**EXERCISE INSTRUCTIONS**. With no addition or omission, return the entries below.

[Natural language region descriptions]
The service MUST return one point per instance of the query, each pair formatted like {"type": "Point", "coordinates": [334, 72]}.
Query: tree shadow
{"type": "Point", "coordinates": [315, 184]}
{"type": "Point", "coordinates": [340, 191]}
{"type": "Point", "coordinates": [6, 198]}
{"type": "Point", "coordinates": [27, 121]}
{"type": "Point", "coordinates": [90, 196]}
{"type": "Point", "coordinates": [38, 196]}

**WRITTEN ANSWER**.
The service MUST return one point per instance of the query, each pair formatted like {"type": "Point", "coordinates": [334, 72]}.
Query: tree shadow
{"type": "Point", "coordinates": [315, 184]}
{"type": "Point", "coordinates": [340, 191]}
{"type": "Point", "coordinates": [6, 198]}
{"type": "Point", "coordinates": [27, 121]}
{"type": "Point", "coordinates": [90, 196]}
{"type": "Point", "coordinates": [38, 196]}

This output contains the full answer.